YOUR GOAL:
Pick up the Ålesund harbor revitalization proposal below and carry it on past its final sentence.

PARK shared with us their proposal for the harbor revitalization competition in Aalesund, Norway. To revitalize the southern harbor district situated adjacent to the historic city center, they put an emphasis on the relationship between the distinct architectural heritage of Ålesund and the new development, which includes large scale functions like a cruise terminal, a hotel, a conference center and a bus station. Their design incorporates an infrastructure that solves the issues of through-traffic and at the same time upgrades public transport and light traffic. More images and architects’ description after the break.
A History of Violence
During the seventies and eighties Ålesund city center was subjected to a rapid modernization that included the construction of a four lane highway cutting through the urban fabric and effectively separating the southern harbor district from the city center. This development – along with a massive landfill that extended the harbor area into the sea – made the distance from the city center to the water even longer.
Today, Ålesund is a city traumatized by this violent implementation of the modernist ideal in architecture and urban planning. In the eyes of many, the regional equilibrium has been upset by these projects and the town hall in particular. The building represents the uniform language of the international style, and as such it has become a symbol of the conflict between a regionally rooted and an ‘international’ aesthetic ideal. This conflict casts a shadow on the city – and the debate about how Ålesund should develop, and this is the context – the underlying condition – that this project departs from.
Fast Forward and Rewind
The means is to simultaneously take a leap into the future and return to a historic situation. But how? Like any other city Ålesund is a player in the global competition to attract tourists, business and educated citizens. The paradigmatic shift from industrial to knowledge based economy has brought about the situation that this project addresses: the need to transform industrial landscapes into urban environments. To turn derelict industry into assets for a city that wants to compete on the regional, national and global markets.
Unfortunately, this conversion often results in a generic type of urbanity that ignores the local conditions and fails the attempt to revitalize in the actual meaning of the word. Mono-functional enclaves with a stereotypical and uninspiring relation to the water are the typical outcome. A previous proposal for a development scheme for the area –dubbed the 2009-plan – displays this very clearly. But the city of Ålesund has the chance to choose a different approach: A combination of ‘efficiency’ and authenticism. On one hand the transformation should improve accessibility and solve infrastructural issues, and on the other hand it should carefully interpret the features and qualities of the historic the city, the rich and unique heritage.
Embrace, Don’t Erase
We want to initiate a dialogue between historic and contemporary architecture. A dialogue that leads to reconciliation. We shouldn’t erase the heritage but to embrace it. Utilize the abruptness of the urban history to create a vibrant and diverse city center. An urban environment that can surprise and stimulate inhabitants as well as visitors. The town hall square will be the cities primary public space, and the boundaries that define it will display the array of architectural styles present in the city. The town hall square will celebrate architectural diversity!

RECORDED DATA:
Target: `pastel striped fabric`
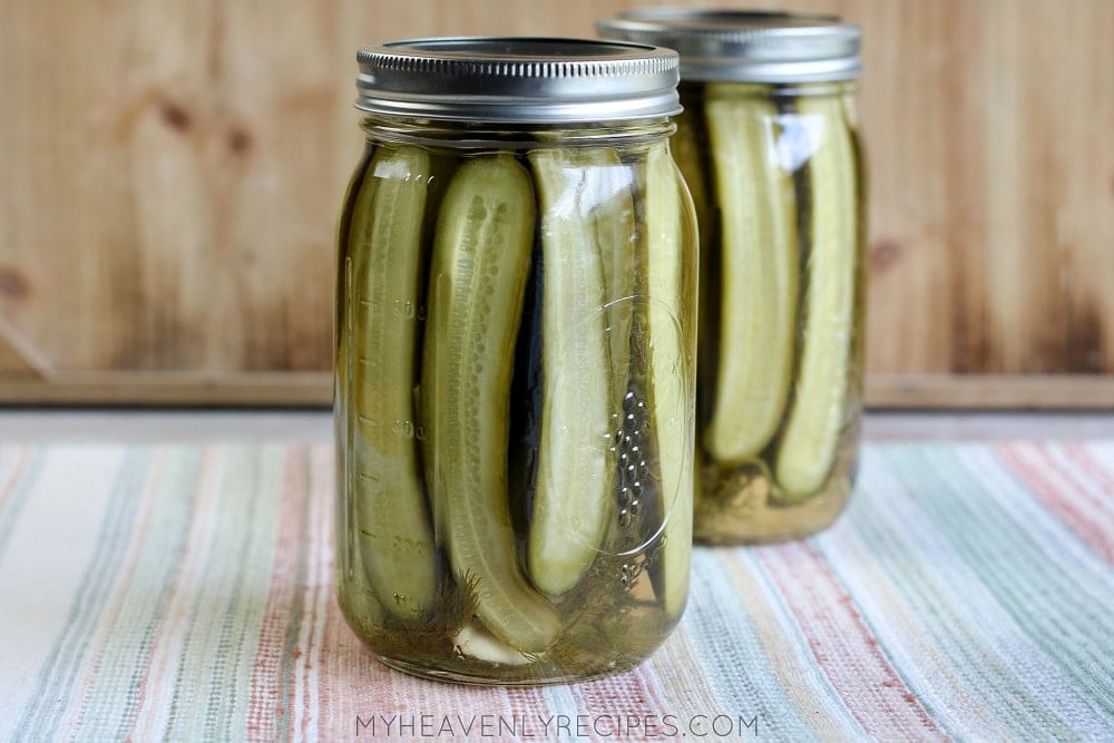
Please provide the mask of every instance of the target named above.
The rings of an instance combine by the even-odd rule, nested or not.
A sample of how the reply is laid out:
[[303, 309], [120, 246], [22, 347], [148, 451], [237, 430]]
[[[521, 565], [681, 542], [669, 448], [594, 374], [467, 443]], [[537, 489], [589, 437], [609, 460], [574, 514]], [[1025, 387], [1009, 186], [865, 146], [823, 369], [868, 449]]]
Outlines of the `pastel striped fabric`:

EXERCISE RESULT:
The need for large scale facilities like a conference center, a hotel and a cruise terminal are key functions in the development scheme. They are the portals for tourists and visitors, and therefore they need to exist alongside the historic city center they accommodate. But how? We suggest to create ‘retreat’ for these out-of-scale programs. A retreat and a test bed for experimentation – in the shape of an artificial peninsula that can house the large scale programs that are so difficult to interweave in the existing urban fabric, without either damaging the fabric – as past projects have done – or on the other hand restricting the new buildings to a level that compromises their functionality.
The artificial peninsula is in fact an addition to the existing landfill, but it will appear as a landscaped peninsula. Here the citizens of Ålesund can enjoy themselves in the public park that covers the surface or stroll along the promenade that offers magnificent views of the Keiser promenade and the new marina. But the artificial peninsula is not a solitaire ‘jurassic park’. It is a fully integrated part of the city center. A basin flows between the promenade that is an interpretation of the historic coastline and the new peninsula. But this body of water doesn’t separate – it connects. It is the new urban plaza. A ‘blue plaza’ an entirely new typology, unique for Ålesund.
Return of the Street
The street is an urban phenomenon that historically has proved to be the ideal space for city life to unfold. In the 20th century the modern movement declared war on the street. The averion ultimately resulted in the strict segregation of vehicle and pedestrian traffic into arteries strictly meant for transport. We suggest to reintroduce the street as a means of integrating the city center and the redevelopment of the south harbor. The Keiser Promenaden is a reinterpretation of this street. A vibrant urban space where strolling pedestrians and bicyclers on the move mix with shoppers, clerks out for lunch and visitors looking for the local klipfisk restaurant. A high quality urban space that integrates a variety of traffic modes. Also in the new city block Prestebrygga the historic street is the model for the urban fabric. We suggest using the same ratios between floor area, public and private space, footprint and streetscape as in historic Ålesund.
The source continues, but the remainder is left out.